Please copy exactly every line from the one that contains "Objective — for every instance of the belt" to the end of the data below, with both ends included and no other lines.

→ MATERIAL PROVIDED
++++++++++
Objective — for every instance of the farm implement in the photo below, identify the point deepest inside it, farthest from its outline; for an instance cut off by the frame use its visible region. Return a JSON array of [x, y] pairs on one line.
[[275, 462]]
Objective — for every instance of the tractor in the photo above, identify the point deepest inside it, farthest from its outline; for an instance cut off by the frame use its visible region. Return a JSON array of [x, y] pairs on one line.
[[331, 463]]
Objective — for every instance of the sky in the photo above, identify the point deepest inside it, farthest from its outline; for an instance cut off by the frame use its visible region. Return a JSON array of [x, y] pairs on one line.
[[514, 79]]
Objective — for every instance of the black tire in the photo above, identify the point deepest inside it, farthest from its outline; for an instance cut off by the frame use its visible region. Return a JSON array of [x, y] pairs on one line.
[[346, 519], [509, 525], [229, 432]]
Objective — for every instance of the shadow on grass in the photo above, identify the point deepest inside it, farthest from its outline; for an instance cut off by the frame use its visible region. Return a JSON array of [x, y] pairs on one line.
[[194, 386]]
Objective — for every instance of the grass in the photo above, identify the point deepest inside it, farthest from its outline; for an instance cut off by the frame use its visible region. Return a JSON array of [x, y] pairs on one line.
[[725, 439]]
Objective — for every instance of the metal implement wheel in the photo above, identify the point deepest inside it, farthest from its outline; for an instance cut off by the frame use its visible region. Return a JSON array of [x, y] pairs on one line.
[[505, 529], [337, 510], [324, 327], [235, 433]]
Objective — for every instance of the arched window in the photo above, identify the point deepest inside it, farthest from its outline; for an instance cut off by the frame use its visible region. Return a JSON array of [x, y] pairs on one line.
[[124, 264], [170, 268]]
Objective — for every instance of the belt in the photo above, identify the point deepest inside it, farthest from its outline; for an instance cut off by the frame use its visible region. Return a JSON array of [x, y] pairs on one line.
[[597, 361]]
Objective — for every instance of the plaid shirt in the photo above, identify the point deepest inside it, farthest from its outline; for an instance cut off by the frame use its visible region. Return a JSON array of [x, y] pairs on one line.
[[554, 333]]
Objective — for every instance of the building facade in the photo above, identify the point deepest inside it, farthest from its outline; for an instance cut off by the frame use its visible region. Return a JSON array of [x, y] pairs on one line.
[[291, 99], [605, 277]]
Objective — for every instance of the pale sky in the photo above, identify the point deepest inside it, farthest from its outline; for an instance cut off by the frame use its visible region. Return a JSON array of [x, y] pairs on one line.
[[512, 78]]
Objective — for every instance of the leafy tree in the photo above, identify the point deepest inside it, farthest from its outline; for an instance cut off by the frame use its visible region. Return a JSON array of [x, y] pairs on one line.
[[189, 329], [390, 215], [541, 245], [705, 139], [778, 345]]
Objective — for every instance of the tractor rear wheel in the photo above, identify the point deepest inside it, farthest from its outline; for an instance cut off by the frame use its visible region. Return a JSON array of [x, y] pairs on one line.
++++++++++
→ EXPECTED OUTPUT
Objective — for every instance of the belt in the photo above, identify the point deepest inside it, farthest from its outline; for an instance cut off by the frame use its visible region. Return a JSON array of [x, y] pairs on one line.
[[597, 361]]
Objective — for every instance of the plaid shirt in the photo above, identify the point deepest inside it, farthest from its outline; for an instance cut off by the frame use its visible region. Return a JSON array of [x, y] pairs on one line.
[[554, 333]]
Objective — for every instance of the building facade in the photo above, identify the point deepest inside it, farthest from its outline; for an instance cut off by the frame use its visible region. Return a JSON array of [x, y] pairs on one line.
[[291, 99], [605, 277]]
Objective — for every instance of the pale sky in the photo above, identify the point deepest inside it, farthest from its outline; for an instance cut off by the frame use its visible region. Return a JSON array of [x, y] pairs on one line.
[[512, 78]]
Objective — for every instance of the leafy tree in the photo above, identify the point deepest inside it, farthest from its outline; for an instance cut off by the frame use its visible region. Return a JSON array of [x, y] pairs on one line.
[[189, 329], [390, 215], [541, 245], [705, 139], [778, 345]]
Objective — for every instance of the tractor rear wheel in the photo above, identify the point deepest inside it, farthest from its outline; for an instance cut off by the frame use its visible region. Return a JSON array of [x, y] pairs on one line.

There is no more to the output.